Print exactly the lines from the one containing "# test: point at every instance of the upper" through the last line of the listing, both included.

Task inputs:
--- START ---

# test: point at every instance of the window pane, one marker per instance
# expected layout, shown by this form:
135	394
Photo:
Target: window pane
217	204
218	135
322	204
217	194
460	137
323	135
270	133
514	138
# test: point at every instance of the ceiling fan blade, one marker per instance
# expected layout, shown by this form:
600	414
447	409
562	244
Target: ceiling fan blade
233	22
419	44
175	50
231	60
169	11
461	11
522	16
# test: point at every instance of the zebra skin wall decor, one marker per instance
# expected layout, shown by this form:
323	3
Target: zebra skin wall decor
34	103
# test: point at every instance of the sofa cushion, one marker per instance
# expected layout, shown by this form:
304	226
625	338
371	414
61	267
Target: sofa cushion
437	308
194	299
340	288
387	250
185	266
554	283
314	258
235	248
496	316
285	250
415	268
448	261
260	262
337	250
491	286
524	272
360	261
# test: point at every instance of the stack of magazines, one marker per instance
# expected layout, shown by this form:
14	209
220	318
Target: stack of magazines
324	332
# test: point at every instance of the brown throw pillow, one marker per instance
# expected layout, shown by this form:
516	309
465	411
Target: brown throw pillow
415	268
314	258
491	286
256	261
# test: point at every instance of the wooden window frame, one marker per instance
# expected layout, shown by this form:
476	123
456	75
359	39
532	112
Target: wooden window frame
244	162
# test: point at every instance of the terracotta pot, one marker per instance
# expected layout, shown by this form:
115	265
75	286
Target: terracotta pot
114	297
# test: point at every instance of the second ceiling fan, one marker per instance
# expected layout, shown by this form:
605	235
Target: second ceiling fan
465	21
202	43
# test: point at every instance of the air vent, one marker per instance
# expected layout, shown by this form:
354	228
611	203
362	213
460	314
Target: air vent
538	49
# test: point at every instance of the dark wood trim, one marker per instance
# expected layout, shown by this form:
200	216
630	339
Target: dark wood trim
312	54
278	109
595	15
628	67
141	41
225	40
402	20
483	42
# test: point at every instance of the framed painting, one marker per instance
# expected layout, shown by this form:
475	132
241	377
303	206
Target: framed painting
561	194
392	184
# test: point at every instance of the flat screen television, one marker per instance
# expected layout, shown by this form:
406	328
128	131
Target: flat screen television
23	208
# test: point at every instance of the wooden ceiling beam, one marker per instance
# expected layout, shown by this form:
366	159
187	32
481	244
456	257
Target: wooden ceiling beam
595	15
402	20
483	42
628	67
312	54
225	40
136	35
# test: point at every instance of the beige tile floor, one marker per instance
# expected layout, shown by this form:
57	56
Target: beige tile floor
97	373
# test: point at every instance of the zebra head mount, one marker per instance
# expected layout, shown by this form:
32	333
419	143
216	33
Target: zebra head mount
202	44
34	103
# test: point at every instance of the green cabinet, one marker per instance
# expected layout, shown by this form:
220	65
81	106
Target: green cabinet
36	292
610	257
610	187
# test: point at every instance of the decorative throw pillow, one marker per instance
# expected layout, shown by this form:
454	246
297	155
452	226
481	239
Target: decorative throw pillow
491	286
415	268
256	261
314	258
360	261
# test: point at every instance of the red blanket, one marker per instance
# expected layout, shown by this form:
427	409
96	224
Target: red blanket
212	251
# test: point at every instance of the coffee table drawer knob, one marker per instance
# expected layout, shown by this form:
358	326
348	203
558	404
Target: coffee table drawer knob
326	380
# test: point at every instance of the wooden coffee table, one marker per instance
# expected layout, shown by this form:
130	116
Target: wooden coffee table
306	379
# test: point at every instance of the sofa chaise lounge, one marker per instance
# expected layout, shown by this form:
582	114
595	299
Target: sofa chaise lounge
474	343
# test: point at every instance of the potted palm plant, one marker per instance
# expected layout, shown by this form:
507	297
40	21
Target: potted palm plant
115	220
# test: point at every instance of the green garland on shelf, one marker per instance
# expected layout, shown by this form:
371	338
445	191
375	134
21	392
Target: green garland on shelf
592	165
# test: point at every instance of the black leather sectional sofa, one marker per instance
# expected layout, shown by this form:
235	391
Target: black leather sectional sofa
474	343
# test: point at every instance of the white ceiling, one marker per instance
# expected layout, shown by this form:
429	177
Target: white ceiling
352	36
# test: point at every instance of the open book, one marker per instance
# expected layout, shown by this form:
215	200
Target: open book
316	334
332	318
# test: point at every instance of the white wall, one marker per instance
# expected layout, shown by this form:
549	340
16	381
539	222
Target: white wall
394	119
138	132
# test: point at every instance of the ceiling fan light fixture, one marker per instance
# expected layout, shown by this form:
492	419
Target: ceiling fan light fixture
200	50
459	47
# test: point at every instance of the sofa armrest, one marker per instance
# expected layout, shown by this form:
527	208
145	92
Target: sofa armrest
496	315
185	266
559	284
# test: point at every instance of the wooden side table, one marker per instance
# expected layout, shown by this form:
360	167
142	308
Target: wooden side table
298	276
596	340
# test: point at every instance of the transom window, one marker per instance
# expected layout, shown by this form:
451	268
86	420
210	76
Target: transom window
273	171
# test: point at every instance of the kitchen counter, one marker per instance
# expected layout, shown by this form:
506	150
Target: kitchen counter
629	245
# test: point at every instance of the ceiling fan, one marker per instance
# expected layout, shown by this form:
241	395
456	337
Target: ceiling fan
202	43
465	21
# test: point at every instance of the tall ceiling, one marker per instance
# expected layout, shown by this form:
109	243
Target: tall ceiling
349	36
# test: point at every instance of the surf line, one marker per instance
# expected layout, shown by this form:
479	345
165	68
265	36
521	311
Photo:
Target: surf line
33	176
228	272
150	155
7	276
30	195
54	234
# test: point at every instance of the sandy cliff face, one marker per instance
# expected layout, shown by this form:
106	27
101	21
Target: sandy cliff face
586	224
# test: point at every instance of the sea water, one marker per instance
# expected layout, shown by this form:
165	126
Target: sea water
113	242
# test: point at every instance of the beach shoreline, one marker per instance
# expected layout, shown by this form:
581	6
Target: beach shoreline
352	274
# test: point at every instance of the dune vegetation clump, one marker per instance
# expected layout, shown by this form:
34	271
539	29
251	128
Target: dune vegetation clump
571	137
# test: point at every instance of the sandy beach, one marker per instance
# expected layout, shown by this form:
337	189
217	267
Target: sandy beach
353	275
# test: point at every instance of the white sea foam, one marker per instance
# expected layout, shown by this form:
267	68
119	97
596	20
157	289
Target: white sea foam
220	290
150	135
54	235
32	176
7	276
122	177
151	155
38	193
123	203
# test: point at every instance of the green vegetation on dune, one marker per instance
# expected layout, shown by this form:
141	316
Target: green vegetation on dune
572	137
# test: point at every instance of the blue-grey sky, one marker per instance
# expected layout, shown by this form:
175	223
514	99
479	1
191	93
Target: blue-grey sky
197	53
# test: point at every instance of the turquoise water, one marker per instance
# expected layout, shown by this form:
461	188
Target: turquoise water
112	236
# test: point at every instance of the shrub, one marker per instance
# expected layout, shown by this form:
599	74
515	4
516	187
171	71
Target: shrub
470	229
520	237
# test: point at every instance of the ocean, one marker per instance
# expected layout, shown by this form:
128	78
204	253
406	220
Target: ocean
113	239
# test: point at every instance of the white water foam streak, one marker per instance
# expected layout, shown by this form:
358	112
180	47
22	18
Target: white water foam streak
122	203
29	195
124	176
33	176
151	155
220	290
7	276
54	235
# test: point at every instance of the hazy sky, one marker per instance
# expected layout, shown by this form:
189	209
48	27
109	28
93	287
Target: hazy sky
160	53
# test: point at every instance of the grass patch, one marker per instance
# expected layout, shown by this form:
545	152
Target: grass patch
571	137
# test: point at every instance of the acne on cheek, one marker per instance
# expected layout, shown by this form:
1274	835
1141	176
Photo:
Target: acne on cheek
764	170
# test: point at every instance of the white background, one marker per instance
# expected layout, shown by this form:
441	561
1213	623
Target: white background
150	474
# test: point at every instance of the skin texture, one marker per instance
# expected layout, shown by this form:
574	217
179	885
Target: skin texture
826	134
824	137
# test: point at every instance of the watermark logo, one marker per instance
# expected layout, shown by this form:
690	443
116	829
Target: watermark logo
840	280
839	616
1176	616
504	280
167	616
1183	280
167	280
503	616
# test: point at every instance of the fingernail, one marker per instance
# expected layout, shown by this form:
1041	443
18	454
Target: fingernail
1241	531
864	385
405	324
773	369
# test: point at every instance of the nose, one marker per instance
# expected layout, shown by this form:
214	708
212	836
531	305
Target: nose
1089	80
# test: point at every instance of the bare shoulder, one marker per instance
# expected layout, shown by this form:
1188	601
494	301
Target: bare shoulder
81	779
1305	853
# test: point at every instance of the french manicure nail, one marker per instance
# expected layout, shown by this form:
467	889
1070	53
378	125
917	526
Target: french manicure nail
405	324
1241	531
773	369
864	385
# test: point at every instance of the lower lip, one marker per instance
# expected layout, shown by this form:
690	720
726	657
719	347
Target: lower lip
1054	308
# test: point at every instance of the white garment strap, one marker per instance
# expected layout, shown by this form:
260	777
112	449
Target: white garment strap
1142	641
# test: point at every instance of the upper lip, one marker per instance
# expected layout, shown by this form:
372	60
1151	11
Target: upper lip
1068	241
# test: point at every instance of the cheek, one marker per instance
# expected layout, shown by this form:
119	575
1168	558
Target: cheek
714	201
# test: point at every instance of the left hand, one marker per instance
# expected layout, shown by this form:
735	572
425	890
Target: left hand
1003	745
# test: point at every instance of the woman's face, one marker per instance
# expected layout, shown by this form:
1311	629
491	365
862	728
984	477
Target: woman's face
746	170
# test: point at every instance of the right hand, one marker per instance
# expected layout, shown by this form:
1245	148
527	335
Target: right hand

--- END ---

Solution to this task:
# test: point at every instance of the upper lip, one marker per instance
# expected layout, shown by this form:
372	60
1151	11
Target: upper lip
1068	241
# test: point at every instance of the cheek, one marker per instance
# expected layout, shown by this form:
119	575
1168	558
Target: cheek
714	201
# test: point at every instance of the left hand, one marker per instance
# expected layout, shown by this form:
735	572
425	890
Target: left hand
1003	745
# test: point at every instance of the woman's face, one marker per instance
# expected layout, shown by this form:
1311	629
491	365
862	728
984	477
Target: woman's face
746	170
# test: point at every instance of the right hand, one marker per instance
# expected layout, shown by this form:
1245	148
527	335
Target: right hand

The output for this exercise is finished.